PROBLEM STATEMENT -
From the records below, pull out each line that contains the word "positive" and copy those lines unchanged.

Top of RECORDS SHOWN

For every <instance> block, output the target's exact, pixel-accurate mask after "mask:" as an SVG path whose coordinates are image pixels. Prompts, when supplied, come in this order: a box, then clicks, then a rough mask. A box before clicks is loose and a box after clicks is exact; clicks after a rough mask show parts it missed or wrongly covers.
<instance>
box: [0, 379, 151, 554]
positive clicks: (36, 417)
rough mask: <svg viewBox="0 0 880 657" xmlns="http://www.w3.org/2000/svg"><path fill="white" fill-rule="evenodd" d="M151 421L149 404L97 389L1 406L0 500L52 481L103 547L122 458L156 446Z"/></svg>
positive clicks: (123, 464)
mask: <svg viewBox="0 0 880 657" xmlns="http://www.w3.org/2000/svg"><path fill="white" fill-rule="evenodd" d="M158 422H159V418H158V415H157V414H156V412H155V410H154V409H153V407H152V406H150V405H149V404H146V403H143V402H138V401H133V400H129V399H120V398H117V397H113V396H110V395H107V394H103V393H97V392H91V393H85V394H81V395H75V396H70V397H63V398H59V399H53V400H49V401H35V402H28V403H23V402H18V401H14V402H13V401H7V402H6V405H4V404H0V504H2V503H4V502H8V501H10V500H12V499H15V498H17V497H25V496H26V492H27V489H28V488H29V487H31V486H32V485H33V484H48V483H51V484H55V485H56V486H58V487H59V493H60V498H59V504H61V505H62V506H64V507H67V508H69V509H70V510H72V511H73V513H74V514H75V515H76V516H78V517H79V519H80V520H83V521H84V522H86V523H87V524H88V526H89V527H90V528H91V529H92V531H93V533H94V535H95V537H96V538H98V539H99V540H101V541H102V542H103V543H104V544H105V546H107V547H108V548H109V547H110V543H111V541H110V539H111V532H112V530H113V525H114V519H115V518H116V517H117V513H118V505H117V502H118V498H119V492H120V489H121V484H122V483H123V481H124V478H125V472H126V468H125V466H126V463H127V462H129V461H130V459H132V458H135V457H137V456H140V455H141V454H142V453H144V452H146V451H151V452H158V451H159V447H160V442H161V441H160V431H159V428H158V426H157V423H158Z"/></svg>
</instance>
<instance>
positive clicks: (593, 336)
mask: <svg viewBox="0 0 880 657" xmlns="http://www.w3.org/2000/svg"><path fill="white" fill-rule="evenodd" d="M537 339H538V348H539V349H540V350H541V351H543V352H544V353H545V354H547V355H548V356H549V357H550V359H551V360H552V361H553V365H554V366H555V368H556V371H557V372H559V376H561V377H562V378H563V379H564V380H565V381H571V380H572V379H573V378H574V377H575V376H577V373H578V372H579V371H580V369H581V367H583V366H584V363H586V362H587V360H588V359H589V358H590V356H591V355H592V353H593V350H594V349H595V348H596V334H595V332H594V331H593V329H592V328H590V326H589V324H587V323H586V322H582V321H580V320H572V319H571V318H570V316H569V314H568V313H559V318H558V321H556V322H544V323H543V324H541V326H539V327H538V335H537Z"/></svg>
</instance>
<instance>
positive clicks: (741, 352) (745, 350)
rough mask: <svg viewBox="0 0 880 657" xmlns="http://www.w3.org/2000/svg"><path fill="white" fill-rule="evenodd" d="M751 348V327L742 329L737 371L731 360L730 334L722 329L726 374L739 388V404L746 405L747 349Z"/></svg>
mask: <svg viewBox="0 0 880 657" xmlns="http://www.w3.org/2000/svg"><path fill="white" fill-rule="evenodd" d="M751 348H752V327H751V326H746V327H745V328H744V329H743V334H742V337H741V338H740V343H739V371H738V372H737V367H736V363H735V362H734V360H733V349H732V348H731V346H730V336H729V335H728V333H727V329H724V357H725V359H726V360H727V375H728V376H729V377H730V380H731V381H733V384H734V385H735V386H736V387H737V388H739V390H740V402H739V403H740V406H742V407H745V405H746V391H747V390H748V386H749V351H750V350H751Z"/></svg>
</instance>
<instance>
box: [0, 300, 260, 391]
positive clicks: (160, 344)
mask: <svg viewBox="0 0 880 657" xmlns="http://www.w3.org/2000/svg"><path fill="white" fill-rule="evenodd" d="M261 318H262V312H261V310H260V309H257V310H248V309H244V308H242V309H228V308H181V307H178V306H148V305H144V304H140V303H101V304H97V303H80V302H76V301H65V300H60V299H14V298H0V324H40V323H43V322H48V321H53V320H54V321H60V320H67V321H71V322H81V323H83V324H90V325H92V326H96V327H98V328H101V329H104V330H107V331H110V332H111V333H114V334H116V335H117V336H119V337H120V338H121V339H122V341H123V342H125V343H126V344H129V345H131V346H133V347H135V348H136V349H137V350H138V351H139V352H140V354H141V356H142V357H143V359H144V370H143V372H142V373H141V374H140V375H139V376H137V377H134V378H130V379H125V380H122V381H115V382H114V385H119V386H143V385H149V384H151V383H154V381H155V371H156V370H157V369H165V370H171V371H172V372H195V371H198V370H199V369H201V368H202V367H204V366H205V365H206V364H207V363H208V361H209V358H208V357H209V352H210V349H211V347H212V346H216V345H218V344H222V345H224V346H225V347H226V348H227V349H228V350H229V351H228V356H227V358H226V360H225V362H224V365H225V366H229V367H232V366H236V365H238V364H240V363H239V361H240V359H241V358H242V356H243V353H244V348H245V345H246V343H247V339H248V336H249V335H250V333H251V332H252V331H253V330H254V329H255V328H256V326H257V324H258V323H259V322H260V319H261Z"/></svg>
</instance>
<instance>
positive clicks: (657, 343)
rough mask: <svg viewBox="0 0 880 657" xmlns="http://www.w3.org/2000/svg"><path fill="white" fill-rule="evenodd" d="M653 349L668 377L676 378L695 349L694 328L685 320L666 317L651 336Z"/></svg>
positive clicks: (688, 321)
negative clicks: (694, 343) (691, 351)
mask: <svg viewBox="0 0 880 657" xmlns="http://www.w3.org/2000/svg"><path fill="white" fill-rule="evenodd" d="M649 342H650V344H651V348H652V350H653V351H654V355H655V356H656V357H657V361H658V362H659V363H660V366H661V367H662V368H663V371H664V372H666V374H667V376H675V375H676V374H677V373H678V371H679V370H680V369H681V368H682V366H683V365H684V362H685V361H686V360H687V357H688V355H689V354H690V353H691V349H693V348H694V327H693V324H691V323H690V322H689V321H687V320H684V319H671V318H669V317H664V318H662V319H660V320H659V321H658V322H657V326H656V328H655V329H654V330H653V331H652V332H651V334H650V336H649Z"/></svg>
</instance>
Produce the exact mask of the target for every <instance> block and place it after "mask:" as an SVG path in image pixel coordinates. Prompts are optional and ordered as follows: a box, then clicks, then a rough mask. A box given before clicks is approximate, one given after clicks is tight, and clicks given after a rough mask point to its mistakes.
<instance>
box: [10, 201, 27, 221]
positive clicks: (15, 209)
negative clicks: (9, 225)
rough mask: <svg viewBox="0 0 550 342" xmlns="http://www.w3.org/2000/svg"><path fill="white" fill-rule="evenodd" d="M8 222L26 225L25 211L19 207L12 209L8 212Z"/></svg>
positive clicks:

Bottom of RECORDS SHOWN

TASK RESPONSE -
positive clicks: (36, 417)
positive clicks: (123, 464)
positive clicks: (593, 336)
positive clicks: (741, 352) (745, 350)
positive clicks: (160, 344)
positive clicks: (657, 343)
positive clicks: (688, 321)
positive clicks: (15, 209)
positive clicks:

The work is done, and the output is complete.